Give every line back verbatim, dropping all images.

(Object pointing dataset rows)
———

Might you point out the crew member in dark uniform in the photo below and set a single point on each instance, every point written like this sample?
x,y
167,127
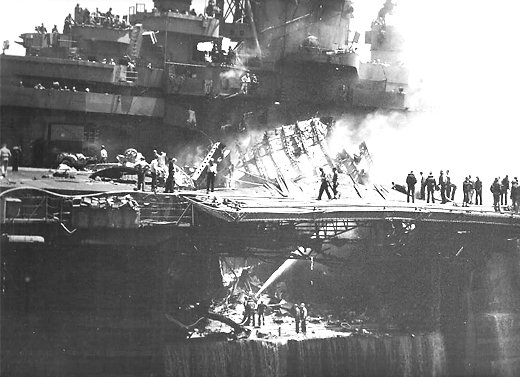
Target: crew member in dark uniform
x,y
442,184
260,309
410,182
430,187
16,157
466,187
303,318
423,187
448,185
170,181
478,191
335,183
249,312
496,190
504,190
297,317
210,177
324,185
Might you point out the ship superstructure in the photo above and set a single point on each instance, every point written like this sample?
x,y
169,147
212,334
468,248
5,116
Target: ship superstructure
x,y
156,78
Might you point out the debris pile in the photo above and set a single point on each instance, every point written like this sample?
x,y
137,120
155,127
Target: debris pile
x,y
106,211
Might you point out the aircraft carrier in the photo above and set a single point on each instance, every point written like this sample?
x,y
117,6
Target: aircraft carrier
x,y
100,279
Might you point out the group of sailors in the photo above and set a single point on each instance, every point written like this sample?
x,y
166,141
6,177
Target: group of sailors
x,y
256,310
472,189
162,170
97,18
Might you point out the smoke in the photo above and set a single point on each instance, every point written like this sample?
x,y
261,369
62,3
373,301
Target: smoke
x,y
460,55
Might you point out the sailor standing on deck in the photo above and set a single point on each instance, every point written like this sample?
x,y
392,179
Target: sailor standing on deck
x,y
16,157
496,190
103,155
154,169
478,191
5,155
410,182
303,318
423,187
505,189
466,185
515,195
430,186
448,184
260,309
297,317
210,176
170,181
514,189
335,183
442,184
324,185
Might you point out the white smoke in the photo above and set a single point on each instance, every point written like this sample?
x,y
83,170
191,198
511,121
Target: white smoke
x,y
463,56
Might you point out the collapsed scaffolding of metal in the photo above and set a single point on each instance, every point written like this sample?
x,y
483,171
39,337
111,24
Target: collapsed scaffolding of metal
x,y
289,156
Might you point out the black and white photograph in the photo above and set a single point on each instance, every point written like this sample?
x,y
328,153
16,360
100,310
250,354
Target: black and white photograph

———

Written response:
Might you point out the crew member in dark uniform in the photo below and set a single point on each instance, every point written like this sample?
x,y
167,127
Target: crew member in dark uniform
x,y
442,184
260,309
410,182
430,187
16,157
466,187
303,318
423,187
448,185
170,181
478,191
335,183
249,312
496,190
504,190
297,317
210,177
324,185
Might you point out the ship superstructure in the photo above and set a single point on each instance, every point written like this sample?
x,y
169,147
212,334
468,248
5,116
Target: ship superstructure
x,y
156,78
Might you point out the debris pile in the photo above and set a single point on each instance, every point written like this sample?
x,y
137,120
155,127
Target: debris pile
x,y
106,211
Might you point out the aircraft carrier in the photo above and set a single point on each instance, every point written like this sample?
x,y
117,6
Target: aircraft carrier
x,y
100,279
Might you point out the group of sailors in the photo above and set a single point on each instance, every point written like this sample?
x,y
166,141
6,177
Target: group of sailors
x,y
256,310
472,189
162,170
97,18
Might you point out the smoke in the photo above and set a single point on each instance, every point written like this sample?
x,y
261,369
62,3
373,301
Target: smoke
x,y
460,55
Might you point out the sailor standing on deck in the photo above and set a single point on each instance, every point written like this sample?
x,y
392,179
Target: sailor standing on deck
x,y
16,157
496,190
103,155
154,169
478,191
5,155
410,182
303,318
423,187
505,189
466,185
515,195
430,186
448,184
260,309
297,317
210,176
170,181
514,189
335,183
442,184
324,185
Might you point out the white smoke in the photo above and set a single point on each instance, every point written like this sample?
x,y
83,170
191,198
511,121
Target: white smoke
x,y
463,56
Might you point out the collapsed scaffolding of metal in the photo above and set a single point on each instance, every point written like this sample?
x,y
483,171
39,337
111,24
Target: collapsed scaffolding of metal
x,y
289,156
Might you point out the black and white photograph in the photo above and set a single point on each instance, every point written like this sample?
x,y
328,153
16,360
100,310
250,354
Target: black and white photograph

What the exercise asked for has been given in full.